— START Text extract —

THE IMPLEMENTATION OF THE SCALES OF COUNSEL IN ACCORDANCE WITH RULE 67A

More than a year after the implementation of Rule 67A, which includes the determination of scales of fees for counsel, the question of the success of this insertion can be assessed. Before publication of this insertion, the determination of counsel’s fees was in the discretion of the Taxing Master. Now, Rule 67A provides that the court must determine on which scale party and party costs will be awarded against another party.

Rule 67A came into operation in April 2024. Rule 67A(3)(a) states that “a costs order shall indicate the scale in terms of rule 69, under which costs have been granted.” Rule 69 was simultaneously amended to include three scales of fees for counsel. The maximum fees per hour obtainable under the three scales are R1 500 for scale A, R3 000 for scale B and R4 500 for scale C. Rule 67A also now provides that any reference to counsel includes an attorney acting as counsel. As a result, the insertion now refers to any legal practitioner who appear in the superior courts, rather than limiting the tariff in Rule 69 to only advocates.

This places an attorney acting as counsel in the same shoes as counsel as far as fees are concerned. This was not always so and attorneys acting as counsel did not necessarily obtain a day fee in the same circumstances as counsel. Now, whether counsel or an attorney acting as counsel appears, the scale on which opponent is liable should be included in the court order. If this does not occur, Rule 67A(3)(c) provides that scale A shall apply to the costs awarded by the court.

When the previous dispensation is considered, which provided that the determination of counsel’s fees was in the discretion of the taxing master, this amendment clearly makes sense. Who better than the presiding officer who has heard the matter from its inception, who has a good understanding of the entire matter and is aware of its complexities and all other relevant factors, to be the one to decide on costs and counsel’s fees.

Hennie De Beer Game Lodge CC v Waterbok Bosveld Plaas CC 2010 (5) SA 124 (CC) was decided before Rule 67A came into existence, at the time when the Taxing Master was saddled with the determination of counsels’ fees. Even then, the court held that “in determining reasonable remuneration for counsel, this court is in a better position than the taxing master to assess what went into the affidavit. Waterbok makes no complaint about the hourly amount the taxing master has allowed, namely R1200. The parties’ sole dispute is about the number of hours. It is therefore appropriate for this court to finalise the disputed bill itself. It is therefore not necessary to remit the matter to the taxing master.”

— END Text extract —

→ Work to complete
1 – Answer from the Rule 67A article:
(a) In what month and year did Rule 67A come into operation?
(b) Which scale applies to awarded costs if the court order does not state one?
(c) What hourly amount did the taxing master allow in Hennie De Beer Game Lodge CC v Waterbok Bosveld Plaas CC?
2 – According to the Rule 67A article, why does it make sense for the court rather than the taxing master to decide counsel's fees? Answer in one to three sentences.

— START Dataset extract —

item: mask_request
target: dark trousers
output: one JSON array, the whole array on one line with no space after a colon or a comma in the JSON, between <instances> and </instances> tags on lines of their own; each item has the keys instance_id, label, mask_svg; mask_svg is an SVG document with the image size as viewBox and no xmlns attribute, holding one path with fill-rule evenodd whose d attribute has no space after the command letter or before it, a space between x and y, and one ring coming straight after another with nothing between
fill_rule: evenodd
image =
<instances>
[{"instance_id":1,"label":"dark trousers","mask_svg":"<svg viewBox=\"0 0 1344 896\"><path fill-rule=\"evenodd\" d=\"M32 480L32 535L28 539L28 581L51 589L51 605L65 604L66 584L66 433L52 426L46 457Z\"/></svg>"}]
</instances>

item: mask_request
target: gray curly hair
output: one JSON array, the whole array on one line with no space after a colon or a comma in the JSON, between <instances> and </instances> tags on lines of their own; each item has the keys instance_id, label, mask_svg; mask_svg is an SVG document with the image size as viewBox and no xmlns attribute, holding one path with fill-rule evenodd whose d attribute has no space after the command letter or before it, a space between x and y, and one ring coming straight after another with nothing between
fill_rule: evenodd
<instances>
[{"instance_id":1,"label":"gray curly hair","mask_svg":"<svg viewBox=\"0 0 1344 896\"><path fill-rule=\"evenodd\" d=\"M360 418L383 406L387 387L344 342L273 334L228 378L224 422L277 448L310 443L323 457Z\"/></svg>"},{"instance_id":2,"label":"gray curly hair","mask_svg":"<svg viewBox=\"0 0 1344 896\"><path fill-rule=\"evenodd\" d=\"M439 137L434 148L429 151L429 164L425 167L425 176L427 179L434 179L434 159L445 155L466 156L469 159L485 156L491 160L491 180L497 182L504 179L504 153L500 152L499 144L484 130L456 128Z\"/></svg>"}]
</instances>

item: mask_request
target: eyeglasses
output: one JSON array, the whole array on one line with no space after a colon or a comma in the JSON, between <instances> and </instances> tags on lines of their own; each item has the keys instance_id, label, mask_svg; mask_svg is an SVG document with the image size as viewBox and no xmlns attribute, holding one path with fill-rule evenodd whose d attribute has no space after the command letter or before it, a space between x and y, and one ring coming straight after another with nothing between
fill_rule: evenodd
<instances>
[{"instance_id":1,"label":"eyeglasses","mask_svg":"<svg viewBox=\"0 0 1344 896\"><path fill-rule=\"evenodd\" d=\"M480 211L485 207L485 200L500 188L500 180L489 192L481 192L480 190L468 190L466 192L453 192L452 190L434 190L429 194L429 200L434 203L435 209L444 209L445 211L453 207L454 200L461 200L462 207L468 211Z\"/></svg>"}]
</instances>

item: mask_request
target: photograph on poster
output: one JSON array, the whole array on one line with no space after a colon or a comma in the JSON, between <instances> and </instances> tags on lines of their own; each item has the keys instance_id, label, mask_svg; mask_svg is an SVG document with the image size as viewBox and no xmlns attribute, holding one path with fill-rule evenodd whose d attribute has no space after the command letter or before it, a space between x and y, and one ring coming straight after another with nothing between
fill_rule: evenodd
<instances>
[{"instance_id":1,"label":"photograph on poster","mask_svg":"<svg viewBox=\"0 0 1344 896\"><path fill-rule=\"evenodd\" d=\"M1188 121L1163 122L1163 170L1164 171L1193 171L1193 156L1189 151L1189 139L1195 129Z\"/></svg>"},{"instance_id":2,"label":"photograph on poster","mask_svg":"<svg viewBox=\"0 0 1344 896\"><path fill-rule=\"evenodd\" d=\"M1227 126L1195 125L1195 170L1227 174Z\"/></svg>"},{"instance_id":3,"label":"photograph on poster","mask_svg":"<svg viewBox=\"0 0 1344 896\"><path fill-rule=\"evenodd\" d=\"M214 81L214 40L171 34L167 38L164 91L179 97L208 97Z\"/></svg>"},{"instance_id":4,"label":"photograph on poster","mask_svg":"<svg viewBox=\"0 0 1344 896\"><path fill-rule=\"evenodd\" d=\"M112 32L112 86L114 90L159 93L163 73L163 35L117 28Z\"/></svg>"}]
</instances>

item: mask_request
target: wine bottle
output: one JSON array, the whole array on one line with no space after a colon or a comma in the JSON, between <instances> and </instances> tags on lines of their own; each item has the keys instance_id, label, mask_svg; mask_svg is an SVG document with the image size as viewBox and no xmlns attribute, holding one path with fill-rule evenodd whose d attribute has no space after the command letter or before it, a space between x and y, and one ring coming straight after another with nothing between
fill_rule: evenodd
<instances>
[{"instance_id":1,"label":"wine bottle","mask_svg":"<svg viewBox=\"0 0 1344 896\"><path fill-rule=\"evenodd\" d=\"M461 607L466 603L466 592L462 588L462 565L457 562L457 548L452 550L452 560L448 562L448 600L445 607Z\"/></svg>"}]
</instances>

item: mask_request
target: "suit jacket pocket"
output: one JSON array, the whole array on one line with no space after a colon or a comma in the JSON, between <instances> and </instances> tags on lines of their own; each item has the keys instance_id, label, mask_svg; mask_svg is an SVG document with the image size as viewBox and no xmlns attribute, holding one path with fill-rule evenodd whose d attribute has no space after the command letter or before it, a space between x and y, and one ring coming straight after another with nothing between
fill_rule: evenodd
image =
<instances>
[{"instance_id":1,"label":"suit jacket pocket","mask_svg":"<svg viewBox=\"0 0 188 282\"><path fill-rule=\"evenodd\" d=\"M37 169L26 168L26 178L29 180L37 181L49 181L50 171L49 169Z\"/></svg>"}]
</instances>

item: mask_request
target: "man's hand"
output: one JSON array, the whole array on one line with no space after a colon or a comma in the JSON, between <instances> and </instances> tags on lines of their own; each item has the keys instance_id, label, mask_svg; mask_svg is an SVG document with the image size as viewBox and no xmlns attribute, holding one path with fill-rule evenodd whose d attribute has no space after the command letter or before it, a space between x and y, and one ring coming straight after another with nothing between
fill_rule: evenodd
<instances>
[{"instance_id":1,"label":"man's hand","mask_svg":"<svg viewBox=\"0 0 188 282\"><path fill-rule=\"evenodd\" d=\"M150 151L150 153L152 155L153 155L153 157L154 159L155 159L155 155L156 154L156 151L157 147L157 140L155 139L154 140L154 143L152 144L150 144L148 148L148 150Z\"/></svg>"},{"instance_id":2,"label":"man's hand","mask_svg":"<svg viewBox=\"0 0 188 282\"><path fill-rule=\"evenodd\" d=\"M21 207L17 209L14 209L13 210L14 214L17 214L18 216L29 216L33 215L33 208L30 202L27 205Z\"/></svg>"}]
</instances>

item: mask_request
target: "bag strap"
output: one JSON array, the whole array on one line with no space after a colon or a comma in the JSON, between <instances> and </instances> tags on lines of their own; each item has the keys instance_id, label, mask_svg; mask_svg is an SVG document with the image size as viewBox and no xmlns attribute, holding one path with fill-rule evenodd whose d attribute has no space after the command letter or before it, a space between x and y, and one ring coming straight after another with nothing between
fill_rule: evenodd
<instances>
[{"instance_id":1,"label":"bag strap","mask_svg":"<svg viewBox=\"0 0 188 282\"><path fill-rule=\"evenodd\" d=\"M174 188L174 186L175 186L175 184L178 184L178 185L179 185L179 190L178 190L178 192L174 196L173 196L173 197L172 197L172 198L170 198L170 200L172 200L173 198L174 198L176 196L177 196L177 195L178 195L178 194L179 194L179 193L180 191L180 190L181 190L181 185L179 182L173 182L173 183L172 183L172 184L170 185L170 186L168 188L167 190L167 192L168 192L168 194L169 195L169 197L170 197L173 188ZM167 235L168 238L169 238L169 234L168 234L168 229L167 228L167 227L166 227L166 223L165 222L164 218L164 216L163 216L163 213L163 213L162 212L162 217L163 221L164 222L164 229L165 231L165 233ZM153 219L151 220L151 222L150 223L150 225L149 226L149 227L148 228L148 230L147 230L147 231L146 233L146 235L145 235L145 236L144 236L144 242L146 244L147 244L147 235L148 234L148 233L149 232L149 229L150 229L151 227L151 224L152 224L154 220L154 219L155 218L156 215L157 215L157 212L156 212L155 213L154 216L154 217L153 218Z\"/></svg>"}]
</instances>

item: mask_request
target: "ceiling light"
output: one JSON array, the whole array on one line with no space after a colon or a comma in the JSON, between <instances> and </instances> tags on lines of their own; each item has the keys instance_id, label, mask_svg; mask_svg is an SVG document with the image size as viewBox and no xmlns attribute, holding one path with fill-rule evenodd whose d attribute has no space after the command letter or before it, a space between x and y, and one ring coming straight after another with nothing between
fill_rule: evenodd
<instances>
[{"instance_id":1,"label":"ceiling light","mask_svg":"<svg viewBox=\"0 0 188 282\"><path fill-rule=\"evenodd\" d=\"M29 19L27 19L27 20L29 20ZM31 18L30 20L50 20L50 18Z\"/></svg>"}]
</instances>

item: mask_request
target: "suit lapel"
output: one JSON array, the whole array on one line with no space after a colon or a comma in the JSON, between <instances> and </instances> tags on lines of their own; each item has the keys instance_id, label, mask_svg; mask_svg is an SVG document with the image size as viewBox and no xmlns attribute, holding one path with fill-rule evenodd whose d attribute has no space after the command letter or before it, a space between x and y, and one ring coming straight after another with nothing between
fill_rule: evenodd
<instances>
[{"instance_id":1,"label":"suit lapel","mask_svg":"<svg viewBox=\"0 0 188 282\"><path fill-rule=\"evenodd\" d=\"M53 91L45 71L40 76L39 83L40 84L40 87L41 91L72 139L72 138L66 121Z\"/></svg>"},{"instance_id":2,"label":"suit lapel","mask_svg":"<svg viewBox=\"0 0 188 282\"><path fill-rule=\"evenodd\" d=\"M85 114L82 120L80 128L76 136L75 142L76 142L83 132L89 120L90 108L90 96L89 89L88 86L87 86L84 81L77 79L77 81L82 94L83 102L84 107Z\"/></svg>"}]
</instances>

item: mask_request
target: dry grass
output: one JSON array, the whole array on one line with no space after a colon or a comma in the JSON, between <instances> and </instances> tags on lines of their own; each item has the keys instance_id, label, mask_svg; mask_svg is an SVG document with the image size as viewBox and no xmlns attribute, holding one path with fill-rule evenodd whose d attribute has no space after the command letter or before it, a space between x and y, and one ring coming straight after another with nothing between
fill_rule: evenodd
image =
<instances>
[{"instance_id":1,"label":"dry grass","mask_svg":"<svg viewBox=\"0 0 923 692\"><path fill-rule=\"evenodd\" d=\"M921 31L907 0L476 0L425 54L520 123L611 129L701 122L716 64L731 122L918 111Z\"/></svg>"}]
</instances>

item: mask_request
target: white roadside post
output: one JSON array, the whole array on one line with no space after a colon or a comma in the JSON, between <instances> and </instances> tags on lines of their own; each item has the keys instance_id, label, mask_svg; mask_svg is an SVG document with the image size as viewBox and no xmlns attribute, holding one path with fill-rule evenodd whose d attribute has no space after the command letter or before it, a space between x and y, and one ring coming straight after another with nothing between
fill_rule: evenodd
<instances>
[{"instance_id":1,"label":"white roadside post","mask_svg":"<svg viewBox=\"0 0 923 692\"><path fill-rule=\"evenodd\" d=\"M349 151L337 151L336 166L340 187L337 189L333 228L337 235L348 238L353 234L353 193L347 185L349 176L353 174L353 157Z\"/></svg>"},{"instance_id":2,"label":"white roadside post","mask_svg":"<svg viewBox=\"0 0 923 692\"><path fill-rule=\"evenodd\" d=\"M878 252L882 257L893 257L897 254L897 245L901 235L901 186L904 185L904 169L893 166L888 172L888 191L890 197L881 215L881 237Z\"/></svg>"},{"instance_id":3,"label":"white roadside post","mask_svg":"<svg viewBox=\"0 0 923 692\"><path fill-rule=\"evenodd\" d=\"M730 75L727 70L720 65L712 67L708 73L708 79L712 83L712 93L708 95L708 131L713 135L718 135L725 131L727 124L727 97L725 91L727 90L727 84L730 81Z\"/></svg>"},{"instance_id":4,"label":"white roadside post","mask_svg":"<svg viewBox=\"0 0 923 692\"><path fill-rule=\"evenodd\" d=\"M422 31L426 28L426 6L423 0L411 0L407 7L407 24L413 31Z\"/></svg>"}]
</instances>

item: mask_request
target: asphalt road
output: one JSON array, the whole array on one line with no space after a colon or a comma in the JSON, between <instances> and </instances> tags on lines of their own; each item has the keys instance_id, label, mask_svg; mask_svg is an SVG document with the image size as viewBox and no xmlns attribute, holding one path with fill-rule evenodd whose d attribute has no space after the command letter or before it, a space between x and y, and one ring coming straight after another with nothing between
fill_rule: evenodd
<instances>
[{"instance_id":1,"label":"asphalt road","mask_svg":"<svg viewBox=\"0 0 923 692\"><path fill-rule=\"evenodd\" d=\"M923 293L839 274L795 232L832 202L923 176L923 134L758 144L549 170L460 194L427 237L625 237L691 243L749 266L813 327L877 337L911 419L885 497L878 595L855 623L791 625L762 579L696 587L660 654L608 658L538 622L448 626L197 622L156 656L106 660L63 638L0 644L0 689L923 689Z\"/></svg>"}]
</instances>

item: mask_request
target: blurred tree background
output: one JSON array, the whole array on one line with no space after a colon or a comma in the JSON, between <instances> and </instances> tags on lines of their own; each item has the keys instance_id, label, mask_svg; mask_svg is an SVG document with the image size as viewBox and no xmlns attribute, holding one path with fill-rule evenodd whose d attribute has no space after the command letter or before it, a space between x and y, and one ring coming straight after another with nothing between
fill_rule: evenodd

— END Dataset extract —

→ Expected results
1 –
(a) April 2024.
(b) Scale A, under Rule 67A(3)(c).
(c) R1200.

2 – The presiding officer has heard the matter from its inception and has a good understanding of the entire matter. That officer is also aware of its complexities and all other relevant factors, which makes them best placed to decide on costs and counsel's fees.